What to do
Reproduce the entries word for word, and omit any picture you find in them.
____ Task data
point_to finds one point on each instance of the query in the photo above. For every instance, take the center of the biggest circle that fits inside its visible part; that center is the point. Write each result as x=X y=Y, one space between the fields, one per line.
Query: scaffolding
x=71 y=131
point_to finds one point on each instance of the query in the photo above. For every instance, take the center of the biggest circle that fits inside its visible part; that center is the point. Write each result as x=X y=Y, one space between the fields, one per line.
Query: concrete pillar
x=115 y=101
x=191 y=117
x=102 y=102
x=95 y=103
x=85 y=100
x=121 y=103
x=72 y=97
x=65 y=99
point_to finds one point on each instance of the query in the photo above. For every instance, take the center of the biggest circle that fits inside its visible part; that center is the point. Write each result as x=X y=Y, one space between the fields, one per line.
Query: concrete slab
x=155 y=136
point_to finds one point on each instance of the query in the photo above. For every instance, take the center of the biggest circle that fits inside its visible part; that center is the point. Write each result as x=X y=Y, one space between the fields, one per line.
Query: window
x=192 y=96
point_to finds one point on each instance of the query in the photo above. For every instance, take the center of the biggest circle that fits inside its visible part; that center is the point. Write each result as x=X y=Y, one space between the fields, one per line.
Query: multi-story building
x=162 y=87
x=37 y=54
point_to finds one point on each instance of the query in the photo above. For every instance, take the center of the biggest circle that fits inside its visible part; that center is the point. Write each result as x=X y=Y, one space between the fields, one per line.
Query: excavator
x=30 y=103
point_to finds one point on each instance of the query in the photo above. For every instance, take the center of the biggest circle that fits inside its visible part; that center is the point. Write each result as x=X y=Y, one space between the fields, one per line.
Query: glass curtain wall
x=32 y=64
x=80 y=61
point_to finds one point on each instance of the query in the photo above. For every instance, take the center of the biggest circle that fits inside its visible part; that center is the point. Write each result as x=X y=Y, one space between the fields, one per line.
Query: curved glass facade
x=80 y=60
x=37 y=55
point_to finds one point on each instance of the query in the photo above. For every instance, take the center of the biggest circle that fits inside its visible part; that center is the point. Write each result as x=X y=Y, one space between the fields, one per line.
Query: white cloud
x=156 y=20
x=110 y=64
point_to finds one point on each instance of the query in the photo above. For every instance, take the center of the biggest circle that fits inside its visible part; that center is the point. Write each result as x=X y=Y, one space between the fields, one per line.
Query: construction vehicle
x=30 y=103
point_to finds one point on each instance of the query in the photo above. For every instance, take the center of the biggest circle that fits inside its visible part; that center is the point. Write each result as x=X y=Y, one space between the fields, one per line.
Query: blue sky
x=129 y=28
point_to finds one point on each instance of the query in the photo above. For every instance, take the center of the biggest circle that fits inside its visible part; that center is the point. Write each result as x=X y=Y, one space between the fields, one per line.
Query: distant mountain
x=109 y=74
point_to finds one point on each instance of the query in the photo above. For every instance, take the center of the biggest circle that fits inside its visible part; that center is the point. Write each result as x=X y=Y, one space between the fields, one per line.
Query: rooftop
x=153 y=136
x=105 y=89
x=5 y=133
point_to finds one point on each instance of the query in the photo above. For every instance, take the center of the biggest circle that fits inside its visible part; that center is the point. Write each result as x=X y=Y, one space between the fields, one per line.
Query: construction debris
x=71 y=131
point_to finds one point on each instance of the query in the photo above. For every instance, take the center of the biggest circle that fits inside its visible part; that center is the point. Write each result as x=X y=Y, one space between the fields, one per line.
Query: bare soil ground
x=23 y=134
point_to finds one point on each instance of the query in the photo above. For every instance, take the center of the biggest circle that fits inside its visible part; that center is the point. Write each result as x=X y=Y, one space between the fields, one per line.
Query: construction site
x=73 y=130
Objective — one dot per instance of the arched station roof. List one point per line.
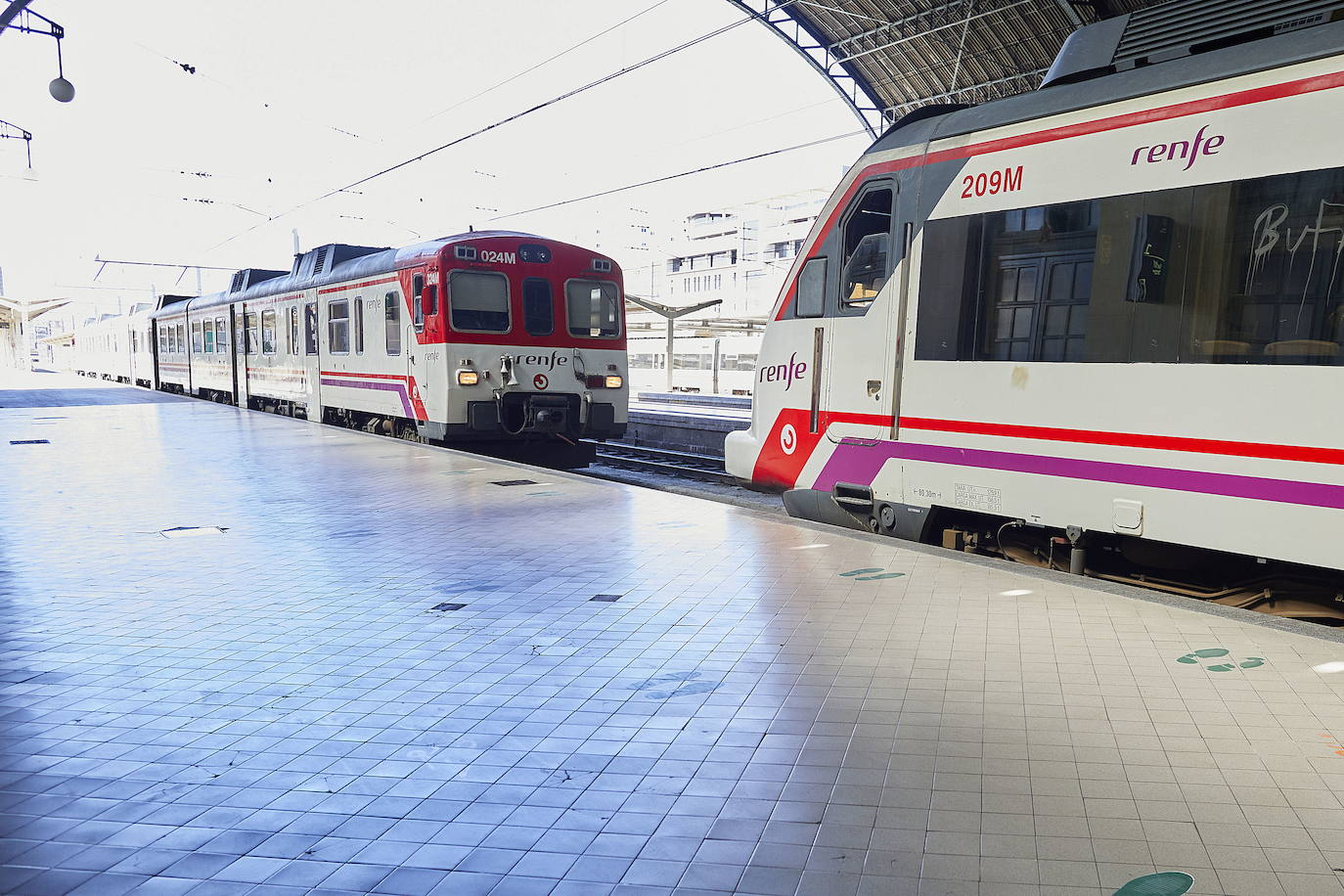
(887, 57)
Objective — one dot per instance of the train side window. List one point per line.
(867, 250)
(538, 306)
(593, 308)
(478, 301)
(337, 327)
(392, 323)
(268, 332)
(359, 326)
(417, 301)
(812, 289)
(311, 328)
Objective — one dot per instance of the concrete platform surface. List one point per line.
(398, 669)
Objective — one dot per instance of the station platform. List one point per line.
(251, 654)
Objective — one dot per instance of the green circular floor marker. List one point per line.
(1195, 655)
(1228, 664)
(1168, 882)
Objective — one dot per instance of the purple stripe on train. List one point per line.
(383, 385)
(861, 463)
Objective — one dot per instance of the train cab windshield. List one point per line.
(593, 308)
(478, 301)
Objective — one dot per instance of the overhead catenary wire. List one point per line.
(516, 115)
(545, 62)
(685, 173)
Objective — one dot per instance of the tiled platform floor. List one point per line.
(283, 709)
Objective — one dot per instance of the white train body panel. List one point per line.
(1228, 438)
(539, 326)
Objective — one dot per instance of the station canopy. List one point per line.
(890, 57)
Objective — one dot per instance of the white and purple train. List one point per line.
(481, 337)
(1099, 319)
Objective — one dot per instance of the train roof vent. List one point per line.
(320, 255)
(1181, 28)
(250, 277)
(343, 252)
________
Exercise answer
point_to finds one point on each instance of the query in the photo above. For every instance, take the center of the biggest circle that fits inside its visible part; that center is the point. Write each result as x=X y=Y, one space between the fields, one per line.
Query: scaffolding
x=71 y=131
point_to finds one point on each instance of the query in the photo above. For every instance, take the center of the biggest circle that fits inside its visible part; that center is the point. Write each result as x=X y=Y, one space between the fields, one per line.
Query: concrete pillar
x=115 y=101
x=191 y=117
x=102 y=102
x=95 y=103
x=85 y=100
x=121 y=103
x=72 y=97
x=65 y=99
point_to finds one point on each instance of the query in the photo above. For every instance, take the center of the biggest circle that fits inside its visible part; that center is the point. Write each result as x=X y=Y, one space between the fields, one per line.
Query: concrete slab
x=155 y=136
point_to finds one point on each instance of the query in the photo above. For every instance, take the center of the biggest circle that fits inside its visible part; that center is the point. Write each result as x=X y=Y, one space between the fields, one per line.
Query: window
x=192 y=96
point_to finds one point on each instance of the query in the photo above. For every instance, take the center of the biggest circle that fits inside its visible part; that center is the point. Write each result as x=X y=Y, one space between the fields, one per line.
Query: multi-story building
x=162 y=87
x=37 y=54
point_to finds one point on each instance of the query in the photo above. For every instance, take the center of the biggest circle that fits inside its visible part; that center is the point. Write each result as x=X y=Y, one space between the fields, one per line.
Query: excavator
x=30 y=103
point_to finds one point on each instance of the query in the photo above. For every instance, take the center of the biggest circle that fits inside its visible part; that center is the point. Write each result as x=X y=Y, one space between the fields, one per line.
Query: glass curtain wall
x=32 y=64
x=80 y=61
point_to finds one point on each instance of the query in the photo above. For every instance, take the center of the biggest circle that fits inside its visible part; that center is the point. Write each result as x=X y=Y, one space between the fields, one per line.
Query: curved glass facade
x=80 y=60
x=37 y=55
point_to finds one point on each instance of the query in the photo above. For every instance, take the center of the biggest circle that fits inside its visible part; that center is the point. Write each result as x=X y=Y, one space between the fields, one per line.
Query: white cloud
x=156 y=20
x=110 y=64
point_to finds one point on each instance of the query in the photo above. For every instance, take the center of the biggest circle that fits inside its visible part; that center is the point. Write each result as x=X y=Y, one space between the fields, one per line.
Query: construction vehicle
x=30 y=103
point_to finds one point on each instance of the query in the photo above. For every instance, take the center of the biggest circle that fits inside its visible part; that center is the point. Write each result as x=X y=Y, one space between the fields, one per line.
Query: blue sky
x=129 y=28
point_to finds one point on each instance of the query in the photo above. For every instance, take the center of the biggest circle that fits inside its visible part; that center is the point. Write each result as x=X y=Y, one space between the fields, one per line.
Query: distant mountain
x=109 y=74
point_to finds one point on each instance of the query in the photo above. For every instance, take the center of the biggest circle that fits inside its visible part; that center is the point. Write each result as x=X y=Y, one space between the fields, one per line.
Query: rooftop
x=153 y=136
x=105 y=89
x=5 y=133
point_to finds one point on each instance of the query in the photo above. For every instance, take the center of the biggest circle that fits inside its visible part; that center is the point. Write each result as x=X y=Y, one space between the fields, one per line.
Query: construction debris
x=71 y=131
point_to finds one point on each instance of the query in the photo above. For every instance, take the center of the biggest circle that fits inside its visible part; that center is the point. Write each result as x=X y=Y, one space between the fields, one per line.
Query: bare soil ground
x=23 y=134
point_to finds one point on each instance of the query in the photo above. For every instance, take the center of the biggest circle that fits inside its visible part; that center is the point. Write each result as x=X y=Y, one space between the fields, one per line.
Query: construction site
x=73 y=130
Objective — one dot per instance of the arched station roof. List one point per line.
(887, 57)
Objective — one dot per instance of the train side window. List one point per line.
(867, 250)
(538, 306)
(593, 308)
(478, 301)
(337, 327)
(392, 323)
(268, 332)
(359, 326)
(417, 301)
(812, 289)
(311, 328)
Objective — one dot per instance of the concrete platform surface. List one point per line.
(398, 669)
Objective — one dot per instance of the station platform. List one point per line.
(251, 654)
Objective — one dot per instance of the green circular floor marker. List one point per line.
(1195, 655)
(1228, 664)
(1168, 882)
Objective — one dot per instance of the purple stripe on train. List one point per line.
(383, 385)
(861, 463)
Objective — one dot per instance of the train cab windshield. List one point per line.
(593, 308)
(478, 301)
Objective — one dot per instance of the overhead catenary wire. List one point per line.
(516, 115)
(545, 62)
(685, 173)
Objective — one dot per instance of the tiled platform floor. List one point per line.
(283, 709)
Objective — one dot per instance of the white train body panel. List one point per line.
(1228, 438)
(539, 326)
Objective — one dot per instance of the station canopy. List one point per line.
(890, 57)
Objective — one dot per instance of the white and purple train. List one point per line.
(481, 337)
(1099, 319)
Objective — one dot per instance of the train roof vent. List one point per line.
(320, 255)
(1181, 28)
(250, 277)
(343, 252)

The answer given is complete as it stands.